- [TRY IT]:
From the records below, transcribe only the lines running from the one with "the white poster border | bbox" through the one with "the metal support pole | bbox". Keep both of those end lines.

- [Text-to-region grounding data]:
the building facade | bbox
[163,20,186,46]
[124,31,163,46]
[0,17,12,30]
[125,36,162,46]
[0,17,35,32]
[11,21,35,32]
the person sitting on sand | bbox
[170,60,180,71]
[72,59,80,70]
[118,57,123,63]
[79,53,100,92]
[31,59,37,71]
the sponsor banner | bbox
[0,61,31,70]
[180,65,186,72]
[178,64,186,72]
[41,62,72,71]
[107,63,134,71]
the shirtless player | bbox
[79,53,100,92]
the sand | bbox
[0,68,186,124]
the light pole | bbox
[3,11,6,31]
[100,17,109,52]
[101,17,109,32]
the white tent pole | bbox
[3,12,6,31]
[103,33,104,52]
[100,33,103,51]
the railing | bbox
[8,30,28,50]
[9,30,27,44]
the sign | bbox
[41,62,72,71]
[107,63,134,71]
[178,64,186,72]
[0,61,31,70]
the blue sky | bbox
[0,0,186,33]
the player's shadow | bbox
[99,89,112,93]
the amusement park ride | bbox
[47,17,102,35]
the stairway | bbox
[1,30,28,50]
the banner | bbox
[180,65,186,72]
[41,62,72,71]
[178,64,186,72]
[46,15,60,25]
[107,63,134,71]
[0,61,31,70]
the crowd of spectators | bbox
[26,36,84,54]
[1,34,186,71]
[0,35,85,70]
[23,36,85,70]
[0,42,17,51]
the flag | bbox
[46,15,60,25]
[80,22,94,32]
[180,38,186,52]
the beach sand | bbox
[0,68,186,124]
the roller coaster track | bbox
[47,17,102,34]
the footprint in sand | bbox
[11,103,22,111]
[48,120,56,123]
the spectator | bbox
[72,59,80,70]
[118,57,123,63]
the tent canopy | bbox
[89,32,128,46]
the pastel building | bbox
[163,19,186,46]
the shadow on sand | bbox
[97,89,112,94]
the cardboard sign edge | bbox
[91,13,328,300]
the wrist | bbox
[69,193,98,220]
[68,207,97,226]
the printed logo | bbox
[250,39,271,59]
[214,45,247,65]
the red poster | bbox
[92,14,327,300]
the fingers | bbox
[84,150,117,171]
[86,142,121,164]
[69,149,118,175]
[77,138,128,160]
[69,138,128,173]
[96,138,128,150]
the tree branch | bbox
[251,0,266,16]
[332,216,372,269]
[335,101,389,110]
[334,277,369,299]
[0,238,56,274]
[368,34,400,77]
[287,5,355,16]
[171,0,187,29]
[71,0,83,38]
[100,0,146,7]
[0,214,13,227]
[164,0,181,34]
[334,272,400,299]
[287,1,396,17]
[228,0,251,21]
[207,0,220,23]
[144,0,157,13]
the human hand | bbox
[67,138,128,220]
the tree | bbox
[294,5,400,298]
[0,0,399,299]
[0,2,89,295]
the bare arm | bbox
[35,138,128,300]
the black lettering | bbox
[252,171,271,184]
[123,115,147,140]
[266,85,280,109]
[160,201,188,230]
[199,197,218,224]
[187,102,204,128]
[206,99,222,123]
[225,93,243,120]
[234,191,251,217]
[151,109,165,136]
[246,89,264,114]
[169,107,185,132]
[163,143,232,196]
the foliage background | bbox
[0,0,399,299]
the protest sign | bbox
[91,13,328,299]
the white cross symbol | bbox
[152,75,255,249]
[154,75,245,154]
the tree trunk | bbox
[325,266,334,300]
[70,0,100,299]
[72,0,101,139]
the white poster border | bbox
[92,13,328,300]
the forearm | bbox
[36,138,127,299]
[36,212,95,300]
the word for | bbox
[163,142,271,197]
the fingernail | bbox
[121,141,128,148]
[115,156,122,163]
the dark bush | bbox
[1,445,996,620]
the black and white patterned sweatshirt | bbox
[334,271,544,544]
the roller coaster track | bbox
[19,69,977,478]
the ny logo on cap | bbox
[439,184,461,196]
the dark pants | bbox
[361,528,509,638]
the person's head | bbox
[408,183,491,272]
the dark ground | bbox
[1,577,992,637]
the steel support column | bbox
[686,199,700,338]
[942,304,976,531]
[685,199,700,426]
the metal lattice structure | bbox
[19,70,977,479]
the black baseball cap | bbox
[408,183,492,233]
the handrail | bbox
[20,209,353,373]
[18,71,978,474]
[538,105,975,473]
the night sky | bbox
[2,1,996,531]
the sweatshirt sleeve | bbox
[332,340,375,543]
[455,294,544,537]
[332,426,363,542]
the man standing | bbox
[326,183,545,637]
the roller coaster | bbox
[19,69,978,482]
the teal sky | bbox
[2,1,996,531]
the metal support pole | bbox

==

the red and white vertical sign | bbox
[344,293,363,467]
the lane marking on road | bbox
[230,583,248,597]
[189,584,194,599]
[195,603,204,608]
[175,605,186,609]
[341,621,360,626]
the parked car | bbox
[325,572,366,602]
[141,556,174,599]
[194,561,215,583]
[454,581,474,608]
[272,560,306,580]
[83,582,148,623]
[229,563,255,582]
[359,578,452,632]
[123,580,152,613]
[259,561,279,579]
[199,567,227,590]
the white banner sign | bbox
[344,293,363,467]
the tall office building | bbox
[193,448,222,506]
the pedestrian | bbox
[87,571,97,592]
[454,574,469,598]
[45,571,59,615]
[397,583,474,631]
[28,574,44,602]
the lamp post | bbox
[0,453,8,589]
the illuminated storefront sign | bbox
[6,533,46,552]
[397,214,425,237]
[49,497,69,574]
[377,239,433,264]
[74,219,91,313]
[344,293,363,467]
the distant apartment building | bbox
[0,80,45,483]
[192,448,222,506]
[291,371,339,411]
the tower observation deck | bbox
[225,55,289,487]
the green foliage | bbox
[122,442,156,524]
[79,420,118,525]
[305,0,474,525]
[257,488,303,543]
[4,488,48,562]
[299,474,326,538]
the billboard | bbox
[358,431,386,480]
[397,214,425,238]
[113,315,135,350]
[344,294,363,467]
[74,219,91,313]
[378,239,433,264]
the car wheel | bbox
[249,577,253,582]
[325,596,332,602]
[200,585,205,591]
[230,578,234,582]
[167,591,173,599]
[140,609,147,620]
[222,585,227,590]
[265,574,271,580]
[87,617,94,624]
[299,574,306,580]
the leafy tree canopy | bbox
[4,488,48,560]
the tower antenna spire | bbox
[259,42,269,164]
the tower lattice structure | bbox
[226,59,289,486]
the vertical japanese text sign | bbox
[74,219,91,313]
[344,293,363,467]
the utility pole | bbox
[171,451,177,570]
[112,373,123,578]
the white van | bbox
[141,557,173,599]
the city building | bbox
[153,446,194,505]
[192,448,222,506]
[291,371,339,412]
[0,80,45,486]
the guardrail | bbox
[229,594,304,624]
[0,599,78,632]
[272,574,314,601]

- [RESPONSE AREA]:
the white poster border | bbox
[92,13,328,300]
the forearm | bbox
[36,138,127,299]
[36,212,95,300]
the word for | bbox
[163,142,271,197]
the fingernail | bbox
[121,141,128,148]
[115,156,122,163]
the dark bush | bbox
[1,445,996,620]
the black and white patterned sweatshirt | bbox
[334,271,544,544]
the roller coaster track | bbox
[19,69,977,478]
the ny logo on cap | bbox
[439,184,461,196]
the dark pants | bbox
[361,528,509,638]
the person's head | bbox
[408,183,491,272]
the dark ground | bbox
[1,577,992,637]
the steel support column | bbox
[686,199,700,338]
[942,304,976,531]
[685,199,700,426]
the metal lattice structure | bbox
[19,70,977,479]
the black baseball cap | bbox
[408,183,492,233]
the handrail | bbox
[20,209,353,373]
[18,71,978,474]
[538,105,975,473]
the night sky | bbox
[2,1,996,531]
the sweatshirt sleeve | bbox
[332,340,375,543]
[455,294,544,537]
[332,426,363,542]
the man standing | bbox
[326,183,545,637]
the roller coaster | bbox
[19,69,978,482]
the teal sky | bbox
[2,1,996,531]
the metal support pole | bbox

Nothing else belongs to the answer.